| EXTRACTED RECORDS |
=== Section Start ===

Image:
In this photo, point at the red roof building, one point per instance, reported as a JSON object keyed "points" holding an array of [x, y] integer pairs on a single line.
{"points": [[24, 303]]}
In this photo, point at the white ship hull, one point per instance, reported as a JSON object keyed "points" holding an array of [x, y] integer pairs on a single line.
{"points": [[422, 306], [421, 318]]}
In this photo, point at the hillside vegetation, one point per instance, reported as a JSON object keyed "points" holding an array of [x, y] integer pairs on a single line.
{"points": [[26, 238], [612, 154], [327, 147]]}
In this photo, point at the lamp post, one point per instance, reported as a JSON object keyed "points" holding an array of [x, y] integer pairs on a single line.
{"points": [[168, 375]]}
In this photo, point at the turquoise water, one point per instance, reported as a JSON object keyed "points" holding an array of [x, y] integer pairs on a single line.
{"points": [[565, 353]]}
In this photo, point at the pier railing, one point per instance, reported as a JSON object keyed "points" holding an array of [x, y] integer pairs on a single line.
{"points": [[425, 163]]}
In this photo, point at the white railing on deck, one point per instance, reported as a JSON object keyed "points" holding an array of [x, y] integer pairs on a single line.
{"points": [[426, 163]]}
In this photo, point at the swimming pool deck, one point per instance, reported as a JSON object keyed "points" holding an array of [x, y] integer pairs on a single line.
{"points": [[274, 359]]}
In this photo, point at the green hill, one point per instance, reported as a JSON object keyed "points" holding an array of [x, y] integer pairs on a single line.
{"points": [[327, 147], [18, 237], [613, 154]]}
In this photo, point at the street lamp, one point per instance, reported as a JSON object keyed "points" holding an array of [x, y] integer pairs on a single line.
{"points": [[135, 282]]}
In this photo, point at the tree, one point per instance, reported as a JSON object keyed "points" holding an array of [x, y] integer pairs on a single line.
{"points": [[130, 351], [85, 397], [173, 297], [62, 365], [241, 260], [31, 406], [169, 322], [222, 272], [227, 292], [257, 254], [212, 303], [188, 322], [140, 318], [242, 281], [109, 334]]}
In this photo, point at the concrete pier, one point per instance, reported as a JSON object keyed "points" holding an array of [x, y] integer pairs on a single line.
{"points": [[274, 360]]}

=== Section End ===

| WHAT YOU NEED TO DO |
Your output should be the lines from the one with "In this photo, point at the swimming" through the end of the records above, copied exactly.

| RESPONSE TO THE EXERCISE |
In this photo, point at the swimming pool deck, one point per instance, reported as a JSON object keyed "points" holding an array of [x, y] integer pairs on a single line.
{"points": [[274, 359]]}
In this photo, point at the green hill, one point per instance, reported as a JSON object keyed "points" holding an array of [x, y] integer pairs on a single line.
{"points": [[327, 147], [18, 237], [613, 154]]}
In this photo, point at the street lamp, one point per instance, reported as a JSON object keyed "points" holding an array of [x, y] integer pairs on a single line.
{"points": [[135, 282]]}
In this photo, point at the tree, one point per instance, reported as a JSON object keyed "points" holding an array of [x, y] integer pairs on a single line.
{"points": [[130, 351], [85, 397], [173, 297], [62, 365], [241, 260], [31, 406], [169, 322], [222, 272], [227, 292], [257, 254], [212, 303], [188, 322], [140, 318], [242, 281], [109, 334]]}
In this photo, point at the concrete pier, one point per instance, reported as a JSON object keyed "points" holding an array of [x, y] integer pairs on a single line.
{"points": [[274, 360]]}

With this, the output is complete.